Task directions —
Can you render every line of the items below as a numbered list, skipping blank lines and leaving the pictures out of your answer?

Task data —
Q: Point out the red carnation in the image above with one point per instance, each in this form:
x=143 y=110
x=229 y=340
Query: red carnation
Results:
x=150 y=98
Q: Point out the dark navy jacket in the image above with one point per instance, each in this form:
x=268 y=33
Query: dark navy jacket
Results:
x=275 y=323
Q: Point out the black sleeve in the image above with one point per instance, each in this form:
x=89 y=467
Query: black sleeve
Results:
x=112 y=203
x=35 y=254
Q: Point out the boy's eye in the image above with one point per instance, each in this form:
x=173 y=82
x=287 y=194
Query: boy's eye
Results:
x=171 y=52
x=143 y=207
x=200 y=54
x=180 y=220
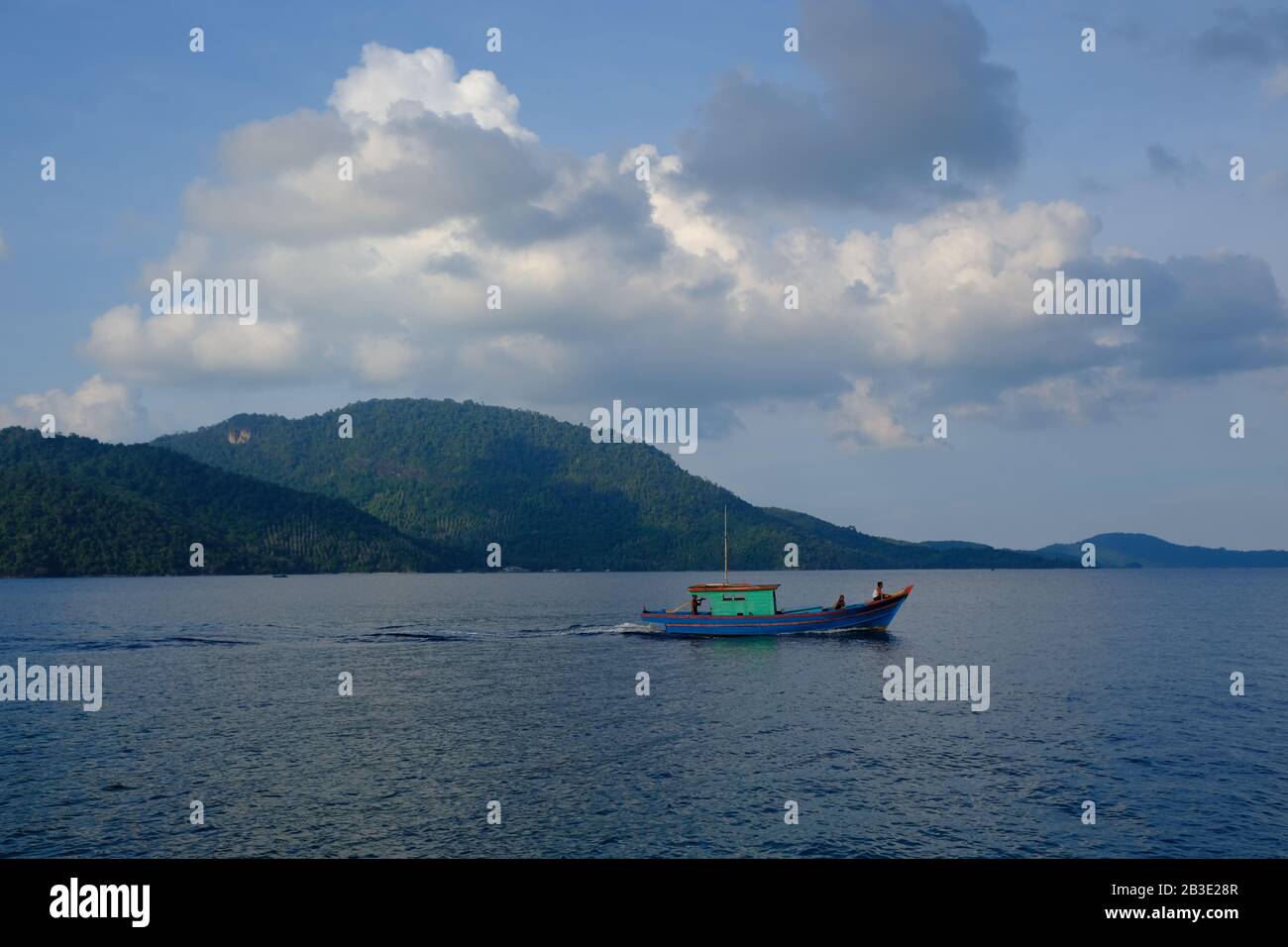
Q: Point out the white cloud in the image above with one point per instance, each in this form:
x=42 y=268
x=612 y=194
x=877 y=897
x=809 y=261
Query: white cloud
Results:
x=429 y=78
x=642 y=290
x=98 y=408
x=866 y=421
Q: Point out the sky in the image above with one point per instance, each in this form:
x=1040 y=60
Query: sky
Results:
x=767 y=169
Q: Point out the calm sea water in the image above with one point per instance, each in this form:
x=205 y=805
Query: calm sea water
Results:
x=1111 y=685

Reply to the task —
1. Q: Point out the red carnation in the image above with one point per instance, each in this form:
2. x=143 y=110
3. x=229 y=340
4. Query: red carnation
5. Results:
6. x=150 y=98
7. Q: Point out the dark navy jacket in the image above with one point per instance, each in this form:
8. x=268 y=33
9. Query: dark navy jacket
10. Results:
11. x=275 y=323
12. Q: Point out the black sleeve in the image above with one point per instance, each in this form:
13. x=89 y=467
14. Query: black sleeve
15. Results:
16. x=112 y=203
17. x=35 y=254
18. Q: Point out the boy's eye in the image above with one point per instance, each in this form:
19. x=173 y=82
20. x=287 y=194
21. Query: boy's eye
22. Results:
23. x=171 y=52
24. x=143 y=207
25. x=200 y=54
26. x=180 y=220
27. Q: Point out the white cloud in the image above with one point per instance, each in this form:
28. x=42 y=268
29. x=612 y=194
30. x=877 y=897
31. x=809 y=261
32. Query: white cloud
33. Results:
34. x=429 y=78
35. x=642 y=290
36. x=98 y=408
37. x=866 y=421
38. Q: Point out the sky in the image above with one point per instance, each in this form:
39. x=1040 y=60
40. Query: sky
41. Results:
42. x=767 y=169
43. Q: Point out the calm sea water in the image above with one point per instance, each in this form:
44. x=205 y=805
45. Query: calm sea water
46. Results:
47. x=1111 y=685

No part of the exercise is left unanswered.